> Exercise details
Starting with the first line of the entries and going on through the line with "334,201 -> 414,373", write those lines out again with every bounding-box coordinate in the answers scaled by 0.4 and rounded to whole numbers, halves going up. Keep the requests and their format samples unchanged, and leave the pictures out.

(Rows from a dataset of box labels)
═══
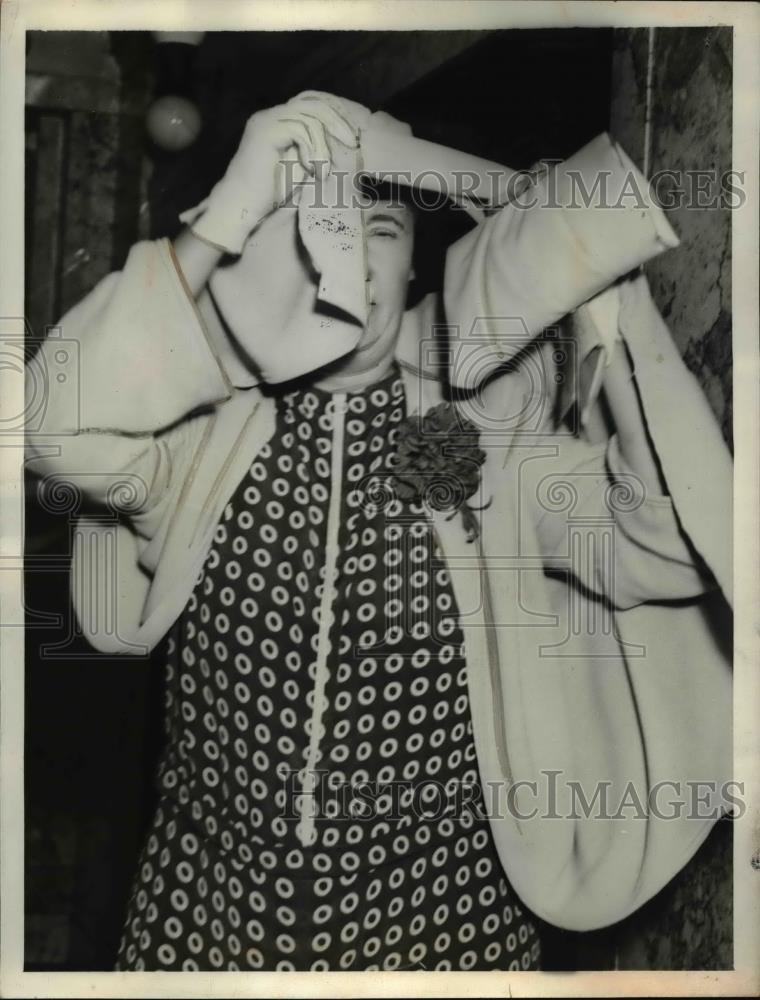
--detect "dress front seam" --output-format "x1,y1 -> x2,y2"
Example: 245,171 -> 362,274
296,392 -> 346,847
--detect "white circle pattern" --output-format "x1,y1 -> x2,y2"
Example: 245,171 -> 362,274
117,369 -> 540,970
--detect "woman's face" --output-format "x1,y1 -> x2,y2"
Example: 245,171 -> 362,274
334,201 -> 414,373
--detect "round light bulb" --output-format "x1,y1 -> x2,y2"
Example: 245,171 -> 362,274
145,94 -> 201,153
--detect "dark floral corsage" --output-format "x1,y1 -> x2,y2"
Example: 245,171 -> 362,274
392,403 -> 490,542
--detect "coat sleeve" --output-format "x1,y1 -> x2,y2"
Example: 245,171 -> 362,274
521,434 -> 715,610
26,240 -> 231,513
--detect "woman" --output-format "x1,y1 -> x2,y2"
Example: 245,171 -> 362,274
26,96 -> 725,970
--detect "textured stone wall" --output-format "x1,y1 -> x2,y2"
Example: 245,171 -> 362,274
610,28 -> 733,969
610,27 -> 732,444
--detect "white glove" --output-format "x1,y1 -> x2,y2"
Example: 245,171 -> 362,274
180,91 -> 364,254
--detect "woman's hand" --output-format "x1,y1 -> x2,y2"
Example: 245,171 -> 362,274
186,91 -> 360,254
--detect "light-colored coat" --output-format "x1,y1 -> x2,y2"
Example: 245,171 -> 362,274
═══
> Correct answer
--detect "dress front seam" --output-format "x1,y1 -> x2,y2"
Example: 245,171 -> 362,274
118,157 -> 138,339
--detect "white circle pattern" --output-format "x1,y1 -> x2,y2"
Example: 245,171 -> 362,274
47,148 -> 216,388
--detect "woman's face" --output-format "x1,y1 -> x2,y2"
Example: 245,171 -> 362,274
134,80 -> 166,149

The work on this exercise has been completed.